▸ Challenges
(1) List each distinct year mentioned in the Ofcom article.
(2) Echo the rows word for word, from the very first row through the line holding "pixel 842 270", with that line included.

▸ Selected extract
>>>>

Ofcom preps for World Radiocommunication
Ofcom has laid out its plans for the World Radiocommunication Conference 2012, and it's seeking input from anyone who cares enough to comment.
The conference is still three years off, but the agenda was laid out in 2003 and then tweaked in 2007, so its high time Ofcom decided what its going to care about when everyone gets together in Geneva to discuss international radio issues in January 2012.
The International Telecommunications Union runs the WRC, and it's supposed to happen every four years but this one got shuffled from the end of 2011 into the start of 2012 'cos of scheduling issues. The conference is an opportunity for regulators to argue about radio signals leaking across borders, and spectrum use that has to be agreed internationally - such as satellite communication systems.
Ofcom is planning to push for less regulation, as is its want, and plans to oppose additional allocations around 22GHz for satellite TV unless there's a very clear business justification. The UK's regulator is equally suspicious of the business case behind satellite services for mobile handsets, and it sees no reason for more spectrum to be allocated to such services.
Closer to earth, slightly, are High Altitude Platform Stations - broadband routed through balloons, airships or equally flimsy aircraft. The HAPS crowd would like some spectrum between 5.8 and 7GHz, though Ofcom is more concerned if such services would interfere with existing microwave links on the ground.

<<<<

▸ Excerpted records
>>>>

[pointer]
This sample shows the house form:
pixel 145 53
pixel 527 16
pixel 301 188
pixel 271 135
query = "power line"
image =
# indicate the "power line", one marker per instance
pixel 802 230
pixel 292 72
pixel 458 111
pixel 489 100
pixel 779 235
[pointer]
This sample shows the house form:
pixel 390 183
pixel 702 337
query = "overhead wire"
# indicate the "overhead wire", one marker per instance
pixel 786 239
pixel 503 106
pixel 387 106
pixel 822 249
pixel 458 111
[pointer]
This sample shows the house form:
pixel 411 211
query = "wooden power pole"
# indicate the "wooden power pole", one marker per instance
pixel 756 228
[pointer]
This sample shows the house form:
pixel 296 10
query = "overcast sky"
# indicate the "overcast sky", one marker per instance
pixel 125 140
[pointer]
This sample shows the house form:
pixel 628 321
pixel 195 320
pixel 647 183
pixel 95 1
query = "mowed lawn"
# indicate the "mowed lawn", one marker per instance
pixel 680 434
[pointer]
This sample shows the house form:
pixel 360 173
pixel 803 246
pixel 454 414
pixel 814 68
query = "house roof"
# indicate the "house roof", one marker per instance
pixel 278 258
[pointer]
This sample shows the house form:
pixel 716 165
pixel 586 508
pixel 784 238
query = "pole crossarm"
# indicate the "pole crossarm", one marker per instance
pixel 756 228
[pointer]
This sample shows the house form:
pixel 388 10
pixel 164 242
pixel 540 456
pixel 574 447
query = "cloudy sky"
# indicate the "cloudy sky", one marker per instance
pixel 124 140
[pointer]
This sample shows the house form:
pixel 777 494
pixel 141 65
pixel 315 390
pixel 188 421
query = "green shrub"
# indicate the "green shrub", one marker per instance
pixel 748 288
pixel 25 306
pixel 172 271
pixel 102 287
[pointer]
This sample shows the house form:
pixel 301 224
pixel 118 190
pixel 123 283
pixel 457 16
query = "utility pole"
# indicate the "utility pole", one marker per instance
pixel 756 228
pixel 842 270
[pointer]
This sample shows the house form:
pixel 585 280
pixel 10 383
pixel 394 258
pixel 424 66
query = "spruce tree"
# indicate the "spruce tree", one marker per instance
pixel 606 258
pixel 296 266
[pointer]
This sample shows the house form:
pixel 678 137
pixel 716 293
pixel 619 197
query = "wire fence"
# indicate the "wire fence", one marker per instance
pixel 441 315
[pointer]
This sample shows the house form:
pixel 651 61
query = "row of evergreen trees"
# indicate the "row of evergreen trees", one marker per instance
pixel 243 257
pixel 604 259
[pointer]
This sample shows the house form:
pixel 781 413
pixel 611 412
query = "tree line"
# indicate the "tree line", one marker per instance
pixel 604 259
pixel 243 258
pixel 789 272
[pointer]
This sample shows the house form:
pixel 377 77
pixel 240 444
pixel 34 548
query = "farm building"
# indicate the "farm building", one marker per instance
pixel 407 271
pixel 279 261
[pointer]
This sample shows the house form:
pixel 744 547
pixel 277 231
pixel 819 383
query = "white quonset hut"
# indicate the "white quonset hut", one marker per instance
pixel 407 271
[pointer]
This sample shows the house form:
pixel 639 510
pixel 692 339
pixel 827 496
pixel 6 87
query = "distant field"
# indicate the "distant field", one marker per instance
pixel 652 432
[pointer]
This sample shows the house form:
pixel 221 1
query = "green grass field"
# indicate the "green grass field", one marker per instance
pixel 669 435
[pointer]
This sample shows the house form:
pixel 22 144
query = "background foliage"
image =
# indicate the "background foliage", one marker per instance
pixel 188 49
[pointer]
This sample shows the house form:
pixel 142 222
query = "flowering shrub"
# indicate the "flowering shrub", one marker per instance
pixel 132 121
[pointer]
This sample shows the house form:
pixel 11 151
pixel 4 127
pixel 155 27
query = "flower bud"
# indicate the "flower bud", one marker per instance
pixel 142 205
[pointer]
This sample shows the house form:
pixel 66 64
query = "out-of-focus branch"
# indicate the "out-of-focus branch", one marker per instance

<<<<

▸ Answers to the exercises
(1) 2012, 2003, 2007, 2011

(2)
[pointer]
This sample shows the house form:
pixel 145 53
pixel 527 16
pixel 301 188
pixel 271 135
query = "power line"
image =
# indicate the "power line", one marker per instance
pixel 802 230
pixel 292 72
pixel 458 111
pixel 489 100
pixel 779 235
[pointer]
This sample shows the house form:
pixel 390 183
pixel 702 337
query = "overhead wire"
# indicate the "overhead wire", one marker per instance
pixel 786 239
pixel 503 106
pixel 387 106
pixel 822 249
pixel 458 111
[pointer]
This sample shows the house form:
pixel 411 211
query = "wooden power pole"
# indicate the "wooden power pole", one marker per instance
pixel 756 228
[pointer]
This sample shows the house form:
pixel 296 10
query = "overcast sky"
# indicate the "overcast sky", one marker per instance
pixel 125 140
[pointer]
This sample shows the house form:
pixel 628 321
pixel 195 320
pixel 647 183
pixel 95 1
query = "mowed lawn"
# indicate the "mowed lawn", one marker per instance
pixel 680 434
[pointer]
This sample shows the house form:
pixel 360 173
pixel 803 246
pixel 454 414
pixel 814 68
query = "house roof"
# indicate the "house roof", one marker per instance
pixel 278 258
[pointer]
This sample shows the house form:
pixel 716 165
pixel 586 508
pixel 784 238
query = "pole crossarm"
# indicate the "pole crossarm", one marker per instance
pixel 756 228
[pointer]
This sample shows the house form:
pixel 388 10
pixel 164 242
pixel 540 456
pixel 574 447
query = "cloudy sky"
# indicate the "cloudy sky", one marker per instance
pixel 124 140
[pointer]
This sample shows the house form:
pixel 777 494
pixel 141 65
pixel 315 390
pixel 188 421
query = "green shrub"
# indicate the "green shrub", one marker per instance
pixel 748 288
pixel 25 306
pixel 172 271
pixel 102 287
[pointer]
This sample shows the house form:
pixel 301 224
pixel 118 190
pixel 123 283
pixel 457 16
query = "utility pole"
# indicate the "utility pole", one marker per instance
pixel 756 228
pixel 842 270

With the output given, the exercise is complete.